• **REQUIRED WORK**
Rewrite the material below as a Markdown table with the columns Row and Line text, numbering each line and omitting blank lines. Start at the line that contains "Goal: detect tower" and go through the end of the material.

• **Rows from a box-labeling dataset**
— Begin —

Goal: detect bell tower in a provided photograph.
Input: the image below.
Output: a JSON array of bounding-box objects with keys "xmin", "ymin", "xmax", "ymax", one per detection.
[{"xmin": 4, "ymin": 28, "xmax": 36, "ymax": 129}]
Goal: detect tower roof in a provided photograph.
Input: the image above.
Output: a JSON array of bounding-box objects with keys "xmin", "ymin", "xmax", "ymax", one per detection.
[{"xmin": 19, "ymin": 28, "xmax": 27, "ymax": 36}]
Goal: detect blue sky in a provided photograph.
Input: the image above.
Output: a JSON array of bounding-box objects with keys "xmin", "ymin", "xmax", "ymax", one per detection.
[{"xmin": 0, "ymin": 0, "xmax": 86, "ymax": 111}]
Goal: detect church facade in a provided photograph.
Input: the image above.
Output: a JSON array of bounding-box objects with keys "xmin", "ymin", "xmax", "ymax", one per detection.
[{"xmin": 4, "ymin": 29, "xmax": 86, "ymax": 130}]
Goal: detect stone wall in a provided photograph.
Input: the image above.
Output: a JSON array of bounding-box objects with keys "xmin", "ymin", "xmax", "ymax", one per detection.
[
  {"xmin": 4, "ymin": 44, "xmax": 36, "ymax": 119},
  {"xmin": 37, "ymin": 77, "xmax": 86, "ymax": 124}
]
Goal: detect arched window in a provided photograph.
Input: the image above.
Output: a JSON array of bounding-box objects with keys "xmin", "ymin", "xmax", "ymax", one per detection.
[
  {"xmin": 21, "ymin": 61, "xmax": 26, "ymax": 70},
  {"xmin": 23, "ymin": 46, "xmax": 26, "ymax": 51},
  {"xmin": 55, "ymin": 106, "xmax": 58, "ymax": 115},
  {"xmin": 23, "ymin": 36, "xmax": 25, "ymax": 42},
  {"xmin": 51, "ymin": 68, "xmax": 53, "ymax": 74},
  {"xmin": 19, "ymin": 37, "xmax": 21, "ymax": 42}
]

— End —

• **RESPONSE TO THE EXERCISE**
| Row | Line text |
|---|---|
| 1 | Goal: detect tower roof in a provided photograph. |
| 2 | Input: the image above. |
| 3 | Output: a JSON array of bounding-box objects with keys "xmin", "ymin", "xmax", "ymax", one per detection. |
| 4 | [{"xmin": 19, "ymin": 28, "xmax": 27, "ymax": 36}] |
| 5 | Goal: detect blue sky in a provided photograph. |
| 6 | Input: the image above. |
| 7 | Output: a JSON array of bounding-box objects with keys "xmin", "ymin", "xmax", "ymax", one per detection. |
| 8 | [{"xmin": 0, "ymin": 0, "xmax": 86, "ymax": 111}] |
| 9 | Goal: detect church facade in a provided photograph. |
| 10 | Input: the image above. |
| 11 | Output: a JSON array of bounding-box objects with keys "xmin", "ymin", "xmax", "ymax", one per detection. |
| 12 | [{"xmin": 4, "ymin": 29, "xmax": 86, "ymax": 130}] |
| 13 | Goal: detect stone wall in a provided photograph. |
| 14 | Input: the image above. |
| 15 | Output: a JSON array of bounding-box objects with keys "xmin", "ymin", "xmax", "ymax", one per detection. |
| 16 | [ |
| 17 |   {"xmin": 4, "ymin": 44, "xmax": 36, "ymax": 119}, |
| 18 |   {"xmin": 37, "ymin": 77, "xmax": 86, "ymax": 124} |
| 19 | ] |
| 20 | Goal: detect arched window in a provided photograph. |
| 21 | Input: the image above. |
| 22 | Output: a JSON array of bounding-box objects with keys "xmin", "ymin", "xmax", "ymax", one per detection. |
| 23 | [ |
| 24 |   {"xmin": 21, "ymin": 61, "xmax": 26, "ymax": 70}, |
| 25 |   {"xmin": 23, "ymin": 46, "xmax": 26, "ymax": 51}, |
| 26 |   {"xmin": 55, "ymin": 106, "xmax": 58, "ymax": 115}, |
| 27 |   {"xmin": 23, "ymin": 36, "xmax": 25, "ymax": 42}, |
| 28 |   {"xmin": 51, "ymin": 68, "xmax": 53, "ymax": 74}, |
| 29 |   {"xmin": 19, "ymin": 37, "xmax": 21, "ymax": 42} |
| 30 | ] |